▶ _TASK_: From the line with "Thank you for this photo. Would you kindly tag the light" through the final line, transcribe the material below character for character; include no other lines.

▶ _THE RECORDS_:
__________________________________________________

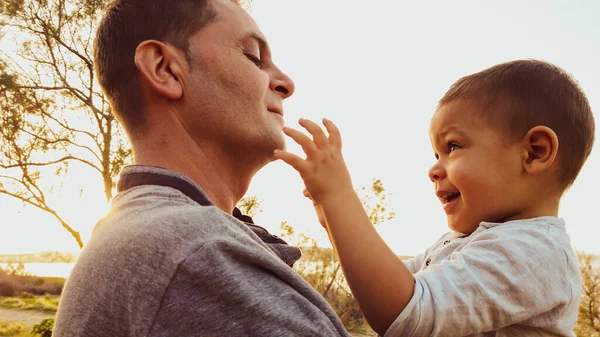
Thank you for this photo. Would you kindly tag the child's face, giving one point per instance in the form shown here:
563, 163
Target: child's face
478, 174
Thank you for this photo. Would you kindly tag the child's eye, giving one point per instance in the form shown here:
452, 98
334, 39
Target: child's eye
452, 147
257, 61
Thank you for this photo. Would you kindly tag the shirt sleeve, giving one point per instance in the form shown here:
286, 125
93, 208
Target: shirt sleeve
502, 277
230, 289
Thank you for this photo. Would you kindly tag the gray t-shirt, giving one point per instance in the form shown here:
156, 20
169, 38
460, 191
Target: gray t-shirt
518, 278
159, 264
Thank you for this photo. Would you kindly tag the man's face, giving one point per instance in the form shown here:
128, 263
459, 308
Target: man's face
478, 173
233, 92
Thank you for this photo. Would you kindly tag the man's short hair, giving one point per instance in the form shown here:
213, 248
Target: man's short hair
520, 95
125, 25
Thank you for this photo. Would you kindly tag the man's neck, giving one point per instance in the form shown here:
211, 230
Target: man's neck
224, 180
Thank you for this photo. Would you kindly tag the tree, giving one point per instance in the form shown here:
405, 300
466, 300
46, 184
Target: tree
588, 322
52, 111
320, 267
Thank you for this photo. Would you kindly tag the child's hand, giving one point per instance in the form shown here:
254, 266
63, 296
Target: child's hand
324, 171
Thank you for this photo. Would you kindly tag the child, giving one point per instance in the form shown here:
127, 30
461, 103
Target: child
509, 141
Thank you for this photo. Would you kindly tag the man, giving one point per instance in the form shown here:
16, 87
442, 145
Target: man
197, 92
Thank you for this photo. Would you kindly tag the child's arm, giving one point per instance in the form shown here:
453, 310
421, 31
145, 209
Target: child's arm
380, 281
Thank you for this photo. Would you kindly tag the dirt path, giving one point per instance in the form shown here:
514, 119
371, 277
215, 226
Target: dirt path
23, 316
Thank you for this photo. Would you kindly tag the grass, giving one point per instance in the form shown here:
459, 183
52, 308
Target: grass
47, 303
12, 329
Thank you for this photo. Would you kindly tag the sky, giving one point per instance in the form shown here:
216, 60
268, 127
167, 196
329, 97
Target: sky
377, 69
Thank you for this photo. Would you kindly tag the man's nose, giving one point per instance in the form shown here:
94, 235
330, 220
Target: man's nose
283, 84
436, 172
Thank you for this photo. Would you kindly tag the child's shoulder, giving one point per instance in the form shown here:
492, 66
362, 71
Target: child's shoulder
544, 239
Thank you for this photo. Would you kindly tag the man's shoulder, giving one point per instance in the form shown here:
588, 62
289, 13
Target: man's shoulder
153, 222
158, 208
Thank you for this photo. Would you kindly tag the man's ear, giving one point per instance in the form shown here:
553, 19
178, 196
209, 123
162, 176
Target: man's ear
160, 67
541, 148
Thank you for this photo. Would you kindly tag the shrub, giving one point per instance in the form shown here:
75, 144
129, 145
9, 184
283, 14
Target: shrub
25, 294
44, 329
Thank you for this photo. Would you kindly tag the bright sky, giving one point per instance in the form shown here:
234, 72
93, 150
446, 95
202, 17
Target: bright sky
377, 69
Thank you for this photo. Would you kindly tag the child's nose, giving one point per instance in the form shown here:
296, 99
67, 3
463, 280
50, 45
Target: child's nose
436, 172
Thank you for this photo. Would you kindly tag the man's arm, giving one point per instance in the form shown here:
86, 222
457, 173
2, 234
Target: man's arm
380, 281
235, 288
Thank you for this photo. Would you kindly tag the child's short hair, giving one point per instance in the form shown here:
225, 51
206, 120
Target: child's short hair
520, 95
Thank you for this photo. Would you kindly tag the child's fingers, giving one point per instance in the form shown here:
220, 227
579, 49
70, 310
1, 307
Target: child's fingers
308, 146
335, 138
291, 159
315, 130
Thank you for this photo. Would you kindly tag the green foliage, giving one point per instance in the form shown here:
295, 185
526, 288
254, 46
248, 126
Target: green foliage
588, 322
14, 280
52, 111
320, 266
46, 303
249, 205
11, 328
44, 328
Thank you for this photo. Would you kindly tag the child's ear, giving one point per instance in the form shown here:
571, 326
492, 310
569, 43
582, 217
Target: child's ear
160, 66
541, 145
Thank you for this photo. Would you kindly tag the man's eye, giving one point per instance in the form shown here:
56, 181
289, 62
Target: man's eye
255, 60
452, 147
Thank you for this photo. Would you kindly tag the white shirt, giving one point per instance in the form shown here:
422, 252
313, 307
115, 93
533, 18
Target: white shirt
519, 278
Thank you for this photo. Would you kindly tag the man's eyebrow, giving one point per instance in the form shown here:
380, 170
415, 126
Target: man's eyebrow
262, 43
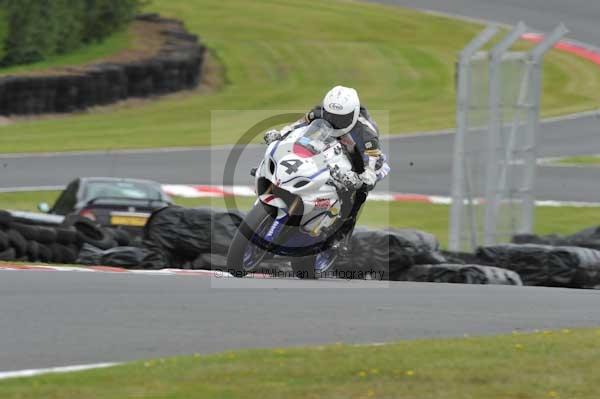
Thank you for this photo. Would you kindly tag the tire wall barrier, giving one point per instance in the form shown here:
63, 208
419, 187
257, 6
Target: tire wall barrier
199, 238
175, 67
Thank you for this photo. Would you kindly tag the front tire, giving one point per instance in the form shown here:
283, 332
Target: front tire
256, 218
304, 267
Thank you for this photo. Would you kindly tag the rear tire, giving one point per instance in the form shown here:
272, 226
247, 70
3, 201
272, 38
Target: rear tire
235, 256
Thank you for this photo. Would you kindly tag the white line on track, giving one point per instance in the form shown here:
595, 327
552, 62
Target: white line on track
54, 370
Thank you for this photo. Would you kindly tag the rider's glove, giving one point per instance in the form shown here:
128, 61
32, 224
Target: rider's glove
271, 136
345, 180
382, 168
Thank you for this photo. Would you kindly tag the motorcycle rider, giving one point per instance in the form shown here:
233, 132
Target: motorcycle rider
359, 134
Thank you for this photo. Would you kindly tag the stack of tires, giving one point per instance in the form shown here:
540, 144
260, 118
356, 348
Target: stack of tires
26, 242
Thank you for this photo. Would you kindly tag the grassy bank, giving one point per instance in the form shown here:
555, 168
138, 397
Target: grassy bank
283, 56
431, 218
543, 365
82, 56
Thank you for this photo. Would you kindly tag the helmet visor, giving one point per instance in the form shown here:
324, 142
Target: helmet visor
338, 121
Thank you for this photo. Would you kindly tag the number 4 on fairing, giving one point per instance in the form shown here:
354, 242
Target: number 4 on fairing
292, 165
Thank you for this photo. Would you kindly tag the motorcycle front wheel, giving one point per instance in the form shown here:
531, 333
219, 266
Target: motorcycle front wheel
242, 250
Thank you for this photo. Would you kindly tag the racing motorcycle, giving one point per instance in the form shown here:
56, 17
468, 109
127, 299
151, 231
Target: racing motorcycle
300, 207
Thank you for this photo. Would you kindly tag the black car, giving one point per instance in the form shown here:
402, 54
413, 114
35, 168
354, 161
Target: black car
111, 201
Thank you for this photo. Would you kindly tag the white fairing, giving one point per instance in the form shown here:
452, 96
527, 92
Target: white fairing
299, 164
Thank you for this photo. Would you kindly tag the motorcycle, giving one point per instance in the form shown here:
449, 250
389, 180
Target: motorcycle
300, 207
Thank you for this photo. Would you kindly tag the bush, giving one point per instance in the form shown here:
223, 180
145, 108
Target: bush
36, 29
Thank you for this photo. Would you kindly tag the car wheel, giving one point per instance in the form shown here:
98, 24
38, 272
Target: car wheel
90, 232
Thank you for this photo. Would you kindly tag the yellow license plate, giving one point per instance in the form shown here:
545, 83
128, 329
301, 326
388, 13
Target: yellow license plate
137, 221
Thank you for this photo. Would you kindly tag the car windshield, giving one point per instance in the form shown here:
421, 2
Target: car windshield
111, 189
317, 136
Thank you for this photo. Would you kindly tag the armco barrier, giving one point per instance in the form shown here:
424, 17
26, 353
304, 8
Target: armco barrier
175, 67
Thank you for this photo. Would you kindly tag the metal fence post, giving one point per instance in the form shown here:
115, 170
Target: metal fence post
463, 95
534, 60
495, 130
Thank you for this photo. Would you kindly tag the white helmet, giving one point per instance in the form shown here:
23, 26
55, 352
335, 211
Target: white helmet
341, 108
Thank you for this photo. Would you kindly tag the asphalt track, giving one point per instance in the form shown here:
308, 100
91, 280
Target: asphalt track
53, 319
421, 164
64, 318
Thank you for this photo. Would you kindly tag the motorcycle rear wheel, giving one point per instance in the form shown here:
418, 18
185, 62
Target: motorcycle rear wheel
304, 267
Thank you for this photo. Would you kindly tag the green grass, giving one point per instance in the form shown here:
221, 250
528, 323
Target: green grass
284, 55
430, 218
544, 365
3, 32
580, 160
111, 45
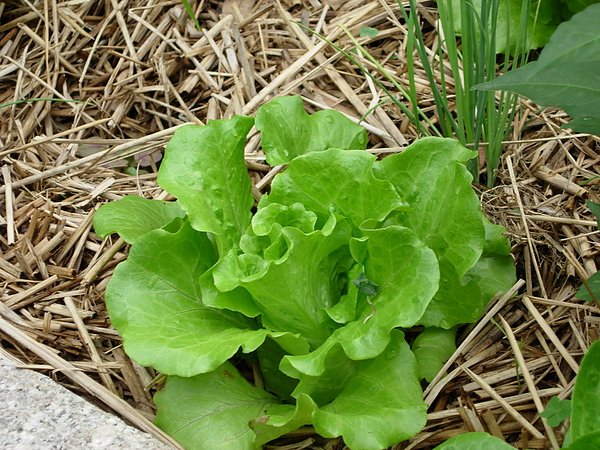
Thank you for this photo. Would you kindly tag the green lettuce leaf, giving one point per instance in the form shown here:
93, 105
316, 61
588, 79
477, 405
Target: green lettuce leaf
474, 441
379, 404
406, 272
211, 410
204, 168
133, 216
287, 131
294, 291
586, 442
444, 210
432, 348
585, 415
281, 419
566, 73
154, 302
335, 181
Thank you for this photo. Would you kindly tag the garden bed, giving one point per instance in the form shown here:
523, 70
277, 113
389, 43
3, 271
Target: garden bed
91, 92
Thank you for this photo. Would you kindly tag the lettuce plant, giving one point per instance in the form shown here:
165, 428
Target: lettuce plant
318, 287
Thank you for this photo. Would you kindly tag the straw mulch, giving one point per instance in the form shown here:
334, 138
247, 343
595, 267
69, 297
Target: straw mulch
123, 75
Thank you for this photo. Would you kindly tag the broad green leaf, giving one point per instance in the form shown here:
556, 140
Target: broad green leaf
269, 356
432, 348
281, 419
212, 410
406, 272
576, 6
288, 131
556, 411
444, 210
204, 168
335, 181
474, 441
293, 292
586, 442
458, 300
590, 290
154, 302
380, 404
566, 73
543, 17
344, 310
237, 299
494, 272
133, 216
585, 416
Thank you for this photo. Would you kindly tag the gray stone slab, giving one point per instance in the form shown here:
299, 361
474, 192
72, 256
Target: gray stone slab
37, 413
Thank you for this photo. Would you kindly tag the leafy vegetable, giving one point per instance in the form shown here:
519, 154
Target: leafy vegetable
566, 73
144, 216
543, 16
585, 416
474, 441
315, 287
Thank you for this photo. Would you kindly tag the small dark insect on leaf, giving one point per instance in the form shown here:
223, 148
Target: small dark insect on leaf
366, 286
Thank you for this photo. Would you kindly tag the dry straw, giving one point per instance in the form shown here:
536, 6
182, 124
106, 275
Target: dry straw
90, 93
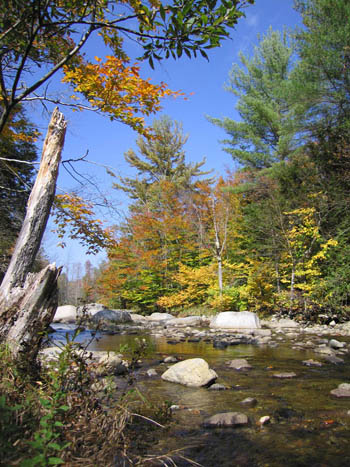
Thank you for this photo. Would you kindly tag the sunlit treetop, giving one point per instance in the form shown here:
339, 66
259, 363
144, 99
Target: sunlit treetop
38, 38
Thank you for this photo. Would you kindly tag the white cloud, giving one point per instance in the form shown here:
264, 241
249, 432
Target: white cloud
252, 20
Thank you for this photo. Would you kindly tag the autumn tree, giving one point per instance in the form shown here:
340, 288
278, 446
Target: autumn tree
41, 39
151, 244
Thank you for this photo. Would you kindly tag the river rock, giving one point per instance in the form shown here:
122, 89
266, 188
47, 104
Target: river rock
106, 317
110, 363
65, 314
194, 372
239, 364
171, 359
187, 321
137, 318
249, 402
226, 419
264, 420
217, 387
235, 320
333, 359
284, 375
311, 362
343, 390
90, 309
159, 317
334, 344
282, 323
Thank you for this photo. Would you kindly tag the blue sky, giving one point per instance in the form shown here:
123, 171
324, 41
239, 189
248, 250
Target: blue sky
107, 142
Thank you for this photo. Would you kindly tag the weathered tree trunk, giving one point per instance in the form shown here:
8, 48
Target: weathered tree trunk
28, 301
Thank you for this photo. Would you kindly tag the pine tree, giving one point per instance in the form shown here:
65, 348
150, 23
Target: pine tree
161, 159
265, 133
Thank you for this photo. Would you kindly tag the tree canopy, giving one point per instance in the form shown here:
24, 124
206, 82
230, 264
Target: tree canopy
40, 39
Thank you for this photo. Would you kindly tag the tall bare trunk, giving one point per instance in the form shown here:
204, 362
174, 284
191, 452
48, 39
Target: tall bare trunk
28, 301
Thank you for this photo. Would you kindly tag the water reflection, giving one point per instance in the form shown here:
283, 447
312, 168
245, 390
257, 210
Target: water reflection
309, 427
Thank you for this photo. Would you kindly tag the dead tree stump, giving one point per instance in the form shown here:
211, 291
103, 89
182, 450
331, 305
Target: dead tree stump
29, 301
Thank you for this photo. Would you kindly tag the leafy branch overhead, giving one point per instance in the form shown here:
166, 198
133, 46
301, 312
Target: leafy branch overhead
39, 39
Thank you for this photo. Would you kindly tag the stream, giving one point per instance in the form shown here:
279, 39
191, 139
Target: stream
309, 427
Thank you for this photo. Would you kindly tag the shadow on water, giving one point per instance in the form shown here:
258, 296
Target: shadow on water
308, 427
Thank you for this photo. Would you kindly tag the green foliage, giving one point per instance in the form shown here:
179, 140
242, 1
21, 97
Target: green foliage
40, 39
161, 159
323, 74
265, 133
58, 415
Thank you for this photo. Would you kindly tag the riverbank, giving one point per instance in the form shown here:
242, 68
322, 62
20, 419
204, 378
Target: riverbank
290, 374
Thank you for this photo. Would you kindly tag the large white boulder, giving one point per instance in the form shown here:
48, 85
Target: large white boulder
65, 314
111, 317
235, 320
187, 321
194, 372
90, 309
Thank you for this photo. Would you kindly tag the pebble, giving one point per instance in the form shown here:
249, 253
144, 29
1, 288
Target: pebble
249, 401
226, 419
239, 364
285, 375
311, 362
217, 387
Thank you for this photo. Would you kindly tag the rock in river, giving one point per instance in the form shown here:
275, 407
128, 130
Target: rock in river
235, 320
106, 317
65, 314
239, 364
194, 372
226, 419
343, 390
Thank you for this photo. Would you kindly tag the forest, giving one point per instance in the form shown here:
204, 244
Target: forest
270, 236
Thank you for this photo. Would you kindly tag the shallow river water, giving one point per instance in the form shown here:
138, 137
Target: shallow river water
309, 427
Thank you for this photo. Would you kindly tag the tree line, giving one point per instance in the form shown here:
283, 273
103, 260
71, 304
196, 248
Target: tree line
273, 234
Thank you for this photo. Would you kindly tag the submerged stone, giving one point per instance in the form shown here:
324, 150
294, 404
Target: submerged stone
284, 375
343, 390
311, 362
226, 419
249, 402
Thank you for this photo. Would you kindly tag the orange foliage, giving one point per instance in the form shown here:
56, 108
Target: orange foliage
117, 89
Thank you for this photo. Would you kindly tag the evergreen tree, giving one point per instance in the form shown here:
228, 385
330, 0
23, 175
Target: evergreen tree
322, 78
265, 133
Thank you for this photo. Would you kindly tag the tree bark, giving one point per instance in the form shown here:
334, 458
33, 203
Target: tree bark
28, 301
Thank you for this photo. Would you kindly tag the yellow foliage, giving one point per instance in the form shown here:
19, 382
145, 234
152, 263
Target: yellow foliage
194, 283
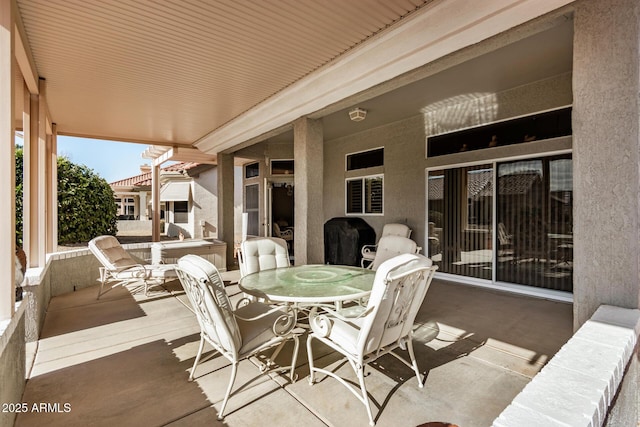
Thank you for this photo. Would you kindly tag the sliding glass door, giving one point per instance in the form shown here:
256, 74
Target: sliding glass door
528, 240
460, 220
535, 201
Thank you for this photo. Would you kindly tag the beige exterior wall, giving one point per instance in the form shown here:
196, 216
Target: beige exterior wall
405, 150
205, 205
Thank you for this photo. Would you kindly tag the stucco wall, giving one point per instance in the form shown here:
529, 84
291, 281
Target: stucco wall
403, 170
205, 205
606, 156
12, 364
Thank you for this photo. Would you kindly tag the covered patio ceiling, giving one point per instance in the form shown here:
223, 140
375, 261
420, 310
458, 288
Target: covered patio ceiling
173, 74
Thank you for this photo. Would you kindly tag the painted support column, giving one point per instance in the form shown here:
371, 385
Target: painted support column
7, 159
142, 208
30, 181
226, 231
34, 226
308, 146
41, 186
155, 203
606, 154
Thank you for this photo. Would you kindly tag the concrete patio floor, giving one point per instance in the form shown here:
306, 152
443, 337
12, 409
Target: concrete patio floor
125, 359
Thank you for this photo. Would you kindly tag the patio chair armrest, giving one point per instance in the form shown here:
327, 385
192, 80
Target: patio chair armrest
322, 323
368, 249
282, 325
138, 270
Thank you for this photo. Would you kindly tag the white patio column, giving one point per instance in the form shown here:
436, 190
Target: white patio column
308, 146
142, 208
606, 153
155, 203
226, 231
51, 178
7, 159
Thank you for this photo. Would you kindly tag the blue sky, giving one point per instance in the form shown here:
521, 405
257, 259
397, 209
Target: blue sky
111, 160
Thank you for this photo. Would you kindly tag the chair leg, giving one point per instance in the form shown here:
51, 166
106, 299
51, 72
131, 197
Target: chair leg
294, 358
310, 356
365, 397
102, 280
234, 371
193, 369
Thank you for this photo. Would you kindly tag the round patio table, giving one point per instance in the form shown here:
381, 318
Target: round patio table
310, 284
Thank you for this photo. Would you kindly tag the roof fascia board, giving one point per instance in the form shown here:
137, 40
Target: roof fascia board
432, 33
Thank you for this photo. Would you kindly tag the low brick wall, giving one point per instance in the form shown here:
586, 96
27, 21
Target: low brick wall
64, 272
591, 381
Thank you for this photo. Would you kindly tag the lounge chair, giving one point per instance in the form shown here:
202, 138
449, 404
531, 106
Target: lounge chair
385, 325
119, 268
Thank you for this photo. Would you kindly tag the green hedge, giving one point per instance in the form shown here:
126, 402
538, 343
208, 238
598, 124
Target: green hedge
86, 204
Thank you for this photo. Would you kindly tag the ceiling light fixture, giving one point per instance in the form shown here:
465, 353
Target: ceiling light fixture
357, 114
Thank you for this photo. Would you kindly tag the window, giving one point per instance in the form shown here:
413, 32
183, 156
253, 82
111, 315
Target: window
365, 195
550, 124
181, 212
365, 159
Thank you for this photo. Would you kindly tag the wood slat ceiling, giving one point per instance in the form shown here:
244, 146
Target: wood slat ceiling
172, 71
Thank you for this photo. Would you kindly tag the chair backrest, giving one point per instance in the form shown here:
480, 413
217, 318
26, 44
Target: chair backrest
402, 230
111, 254
263, 253
390, 246
205, 290
399, 288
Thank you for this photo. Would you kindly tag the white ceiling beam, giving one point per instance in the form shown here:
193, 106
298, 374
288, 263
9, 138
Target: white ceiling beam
24, 57
432, 33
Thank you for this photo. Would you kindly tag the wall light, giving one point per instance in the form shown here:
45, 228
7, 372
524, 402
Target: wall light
357, 114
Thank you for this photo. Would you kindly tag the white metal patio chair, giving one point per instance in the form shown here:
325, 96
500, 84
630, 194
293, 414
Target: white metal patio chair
391, 246
235, 334
368, 252
119, 268
262, 253
386, 324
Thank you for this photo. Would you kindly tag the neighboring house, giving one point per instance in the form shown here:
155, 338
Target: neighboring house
180, 184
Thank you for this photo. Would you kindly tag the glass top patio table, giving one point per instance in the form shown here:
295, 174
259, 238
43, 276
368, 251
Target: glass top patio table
310, 284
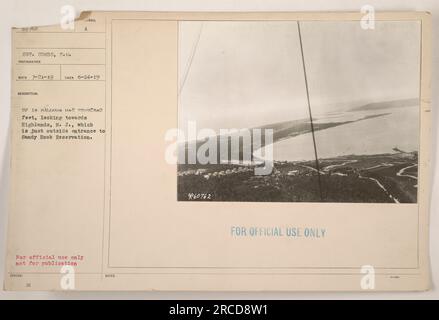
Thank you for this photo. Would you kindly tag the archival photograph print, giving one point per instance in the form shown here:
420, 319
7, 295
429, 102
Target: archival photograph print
298, 111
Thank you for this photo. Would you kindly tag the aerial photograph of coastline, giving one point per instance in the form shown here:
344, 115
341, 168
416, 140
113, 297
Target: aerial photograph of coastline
340, 105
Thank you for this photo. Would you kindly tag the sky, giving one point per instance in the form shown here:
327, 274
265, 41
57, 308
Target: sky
248, 74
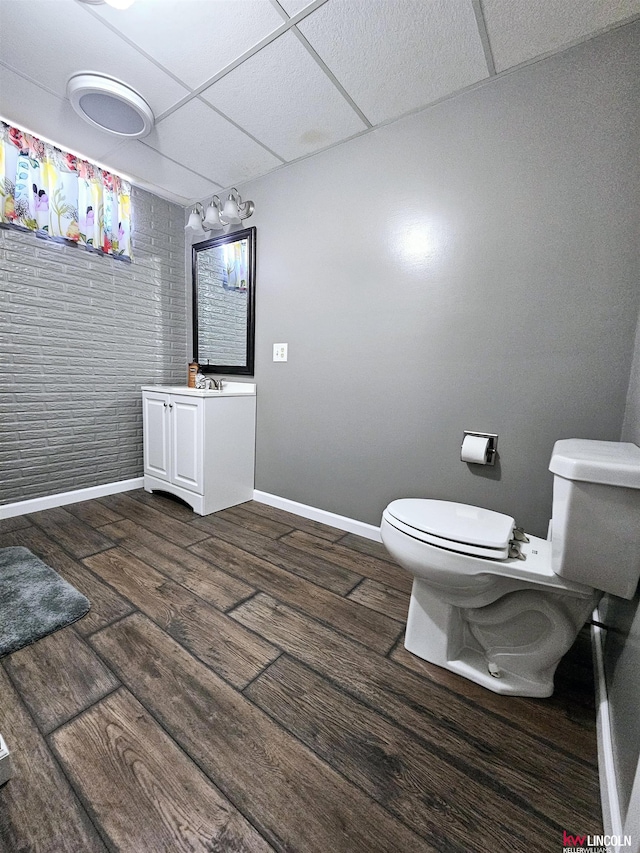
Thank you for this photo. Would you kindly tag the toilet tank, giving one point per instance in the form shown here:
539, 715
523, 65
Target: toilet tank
595, 525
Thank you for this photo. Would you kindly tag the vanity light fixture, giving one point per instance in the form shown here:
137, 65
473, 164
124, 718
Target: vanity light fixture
218, 215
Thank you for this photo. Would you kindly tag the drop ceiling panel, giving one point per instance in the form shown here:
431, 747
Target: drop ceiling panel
194, 40
211, 145
50, 40
282, 97
159, 174
520, 30
47, 115
395, 57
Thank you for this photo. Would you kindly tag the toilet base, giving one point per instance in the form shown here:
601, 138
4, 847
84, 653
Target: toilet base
545, 628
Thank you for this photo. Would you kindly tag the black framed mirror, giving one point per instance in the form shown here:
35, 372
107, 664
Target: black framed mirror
223, 273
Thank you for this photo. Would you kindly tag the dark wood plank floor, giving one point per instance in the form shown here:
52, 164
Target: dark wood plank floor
240, 684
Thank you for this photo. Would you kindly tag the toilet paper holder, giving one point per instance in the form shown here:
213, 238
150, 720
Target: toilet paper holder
492, 447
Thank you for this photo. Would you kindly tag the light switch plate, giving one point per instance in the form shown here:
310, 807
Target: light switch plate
280, 352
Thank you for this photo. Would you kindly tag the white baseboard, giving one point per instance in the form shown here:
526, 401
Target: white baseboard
342, 522
6, 766
611, 816
64, 498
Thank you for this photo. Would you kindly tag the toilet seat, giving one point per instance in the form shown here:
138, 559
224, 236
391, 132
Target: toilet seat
456, 527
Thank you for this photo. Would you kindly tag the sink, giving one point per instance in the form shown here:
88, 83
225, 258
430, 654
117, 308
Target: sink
229, 389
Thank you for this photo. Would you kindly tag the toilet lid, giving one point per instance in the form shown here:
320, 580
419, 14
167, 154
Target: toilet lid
460, 527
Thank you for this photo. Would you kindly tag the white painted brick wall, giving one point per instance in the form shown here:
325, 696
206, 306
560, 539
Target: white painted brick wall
79, 334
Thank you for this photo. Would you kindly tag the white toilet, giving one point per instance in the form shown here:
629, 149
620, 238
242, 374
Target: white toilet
500, 607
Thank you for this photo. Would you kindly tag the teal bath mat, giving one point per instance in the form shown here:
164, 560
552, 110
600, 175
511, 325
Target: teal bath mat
34, 600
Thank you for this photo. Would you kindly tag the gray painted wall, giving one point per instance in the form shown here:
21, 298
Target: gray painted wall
474, 266
80, 334
622, 652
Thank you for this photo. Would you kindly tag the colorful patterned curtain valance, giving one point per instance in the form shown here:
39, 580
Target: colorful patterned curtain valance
61, 196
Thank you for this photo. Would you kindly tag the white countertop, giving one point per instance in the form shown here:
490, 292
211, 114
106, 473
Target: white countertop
229, 389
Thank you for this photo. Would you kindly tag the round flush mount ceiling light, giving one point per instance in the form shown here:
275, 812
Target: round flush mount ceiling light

__________________________________________________

▶ _THE RESPONSE_:
Thank you for this photo. Would you kindly tag the light switch plate, giving one point per instance in the form shown here:
310, 807
Target: light switch plate
280, 352
Thank you for this photo. Would you kindly tag the white baseboard, giving one point per instance in the form shown here:
526, 401
Target: white baseboard
342, 522
6, 766
611, 816
64, 498
Thank you for this photo. Would you kindly tag the toilet seat, giving one point per instance in the form shown here:
138, 559
224, 236
391, 132
Target: toilet seat
456, 527
Thank you for this photo. Would you kindly tag the sink, giving one point per instance in the form shown here:
88, 83
225, 258
430, 654
117, 308
Target: sink
229, 389
Thank you for this photo. Would you kindly tag the toilet lid, giving one point per instance in the form shown here:
320, 580
419, 14
167, 154
Target: toilet lid
460, 527
Thank you for this photo. Would you kindly tag the white painted brick wall, giving one point per instance in the form shown here:
325, 696
206, 306
560, 539
Target: white painted brick wall
79, 334
Thank you for this photo. Would you kindly tag the white toilet, giving one point per instance in the form shown here:
629, 149
620, 238
242, 374
Target: white toilet
500, 607
Thank you for this photo. Would you kindly tag the teal bath mat, giving one point per instance in the form shown here:
164, 560
552, 110
600, 175
511, 325
Target: teal bath mat
34, 600
Thank you for this photo. Would you kindly tag the gray painted wall, giving one point per instance in the form shown here:
21, 298
Target: gray painted wall
474, 266
80, 334
622, 652
Thank you for this photo. Would you kindly tag the colorful patterned curtain valance, giving one point per instance in the form shown here:
39, 580
Target: colorful patterned curtain valance
61, 196
Thank you for this photo. Would you kindly tag the white countertop, giving one point per instance in the form shown here:
490, 292
211, 114
106, 473
Target: white countertop
229, 389
Thank you for this photo. Would you kindly tag the round flush mount ceiling light, giving one point per instance in the form shown here:
275, 812
Target: round flush mount ceiling light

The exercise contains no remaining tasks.